Try it:
In the entries below, find the line with "[[779, 653], [564, 324], [857, 526]]" and print exactly every line from there up to and including the line with "[[576, 95], [512, 596]]", with no other lines.

Data supplied:
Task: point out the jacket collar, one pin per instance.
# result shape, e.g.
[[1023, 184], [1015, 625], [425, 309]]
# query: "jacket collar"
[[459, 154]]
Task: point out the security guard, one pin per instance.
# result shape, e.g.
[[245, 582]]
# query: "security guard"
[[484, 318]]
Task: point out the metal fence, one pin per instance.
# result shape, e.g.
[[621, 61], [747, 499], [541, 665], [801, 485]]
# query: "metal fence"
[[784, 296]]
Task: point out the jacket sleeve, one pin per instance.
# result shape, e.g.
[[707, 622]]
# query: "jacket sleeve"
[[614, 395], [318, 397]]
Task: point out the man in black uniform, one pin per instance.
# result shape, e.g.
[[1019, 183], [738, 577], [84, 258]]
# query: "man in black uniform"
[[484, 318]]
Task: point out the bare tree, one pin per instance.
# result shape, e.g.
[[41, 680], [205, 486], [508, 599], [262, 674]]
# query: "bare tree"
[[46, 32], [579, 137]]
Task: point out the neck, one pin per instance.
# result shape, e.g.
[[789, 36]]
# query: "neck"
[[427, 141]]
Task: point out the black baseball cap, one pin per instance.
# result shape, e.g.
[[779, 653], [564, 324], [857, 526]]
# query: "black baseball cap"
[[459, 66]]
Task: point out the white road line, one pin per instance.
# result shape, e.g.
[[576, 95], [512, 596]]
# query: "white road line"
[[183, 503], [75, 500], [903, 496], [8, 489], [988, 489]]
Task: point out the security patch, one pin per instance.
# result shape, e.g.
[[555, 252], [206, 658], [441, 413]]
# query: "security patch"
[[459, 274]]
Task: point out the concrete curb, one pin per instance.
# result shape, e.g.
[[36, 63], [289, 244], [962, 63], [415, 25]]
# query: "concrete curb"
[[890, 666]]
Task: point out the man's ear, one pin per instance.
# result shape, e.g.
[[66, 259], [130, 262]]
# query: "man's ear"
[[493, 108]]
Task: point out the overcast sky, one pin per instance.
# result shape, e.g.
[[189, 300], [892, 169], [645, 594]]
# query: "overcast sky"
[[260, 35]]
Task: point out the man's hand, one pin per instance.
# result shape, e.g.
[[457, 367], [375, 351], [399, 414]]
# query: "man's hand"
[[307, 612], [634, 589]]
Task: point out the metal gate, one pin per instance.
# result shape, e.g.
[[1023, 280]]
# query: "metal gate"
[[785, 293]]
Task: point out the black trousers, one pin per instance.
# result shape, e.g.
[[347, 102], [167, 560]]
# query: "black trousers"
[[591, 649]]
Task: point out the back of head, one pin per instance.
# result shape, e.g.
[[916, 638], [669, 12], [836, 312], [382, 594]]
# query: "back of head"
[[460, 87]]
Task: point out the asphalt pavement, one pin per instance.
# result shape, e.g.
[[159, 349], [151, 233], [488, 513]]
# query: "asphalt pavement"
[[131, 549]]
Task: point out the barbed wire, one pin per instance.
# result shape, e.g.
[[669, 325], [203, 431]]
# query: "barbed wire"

Exercise answer:
[[779, 653], [564, 324], [857, 526]]
# query: "black baseball cap"
[[459, 66]]
Task: point out the white road line, one pin per instance.
# result shape, e.g.
[[576, 95], [512, 596]]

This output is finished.